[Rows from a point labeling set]

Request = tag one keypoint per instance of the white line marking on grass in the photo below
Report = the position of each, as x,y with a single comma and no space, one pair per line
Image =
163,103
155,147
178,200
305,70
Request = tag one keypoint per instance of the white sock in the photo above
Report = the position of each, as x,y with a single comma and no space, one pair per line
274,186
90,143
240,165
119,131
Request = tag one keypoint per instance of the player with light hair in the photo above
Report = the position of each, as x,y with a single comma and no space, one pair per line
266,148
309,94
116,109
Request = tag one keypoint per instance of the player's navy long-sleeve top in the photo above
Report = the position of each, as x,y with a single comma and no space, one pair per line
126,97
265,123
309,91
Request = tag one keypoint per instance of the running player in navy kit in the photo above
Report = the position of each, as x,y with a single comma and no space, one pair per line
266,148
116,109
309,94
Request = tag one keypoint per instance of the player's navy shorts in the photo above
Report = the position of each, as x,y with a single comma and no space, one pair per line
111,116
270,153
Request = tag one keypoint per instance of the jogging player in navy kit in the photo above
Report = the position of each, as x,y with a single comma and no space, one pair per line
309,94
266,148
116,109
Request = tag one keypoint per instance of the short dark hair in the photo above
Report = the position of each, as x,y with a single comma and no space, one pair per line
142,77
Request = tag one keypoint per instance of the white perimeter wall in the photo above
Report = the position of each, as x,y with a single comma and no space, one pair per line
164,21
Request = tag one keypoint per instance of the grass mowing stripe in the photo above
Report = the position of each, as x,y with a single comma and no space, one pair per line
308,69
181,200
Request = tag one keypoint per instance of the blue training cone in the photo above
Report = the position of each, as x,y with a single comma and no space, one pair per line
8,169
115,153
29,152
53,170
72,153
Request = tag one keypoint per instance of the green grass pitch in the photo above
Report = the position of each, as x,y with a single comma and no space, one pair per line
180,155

[WHAT YOU HAVE TO DO] Write out the rows again, requests included, starting at the line that contains "shorts in the photo above" and ending at the last line of the rows, with both ends included and nothing else. Multiply every coordinate in the answers by 0.9 and round each to a whole number, rounding halves up.

[ANSWER TO THIS EXERCISE]
Request = tag one keypoint per instance of the player's navy shorts in the photo above
Report = the position of each, as x,y with a single comma and no space, one pair per line
100,104
243,138
Request = tag one keypoint per instance of the jogging player in navy kit in the photo above
Report = the position of each, as x,y with a single comma and no space, one pair per line
278,85
239,133
104,98
Request = tag one keypoint per instance of the short dark hair in the photo above
Report = the position of each, as x,y with a single comma and no space, one pair per line
128,69
Request = tag one keypoint per instance of the white perimeter wall in the photo above
Report = the position of each, as x,y with a single comma and no space, one pair per line
148,19
Request = tag one keypoint per instance of the grass mowing stripe in the photo above
Report = the position of each, as x,y with a single comma and no space, one pair per line
277,62
163,180
Request = tag one keypoint per instance of the blue training cone in the photo above
Report = the position of each, as x,y with a single comma and no space, one pair per line
7,152
104,138
26,137
48,153
65,138
Request = tag one keypoint per instance of the green grass pitch in the photo above
Report = the position of each, as x,y with a single comma and no space, one pair per line
162,140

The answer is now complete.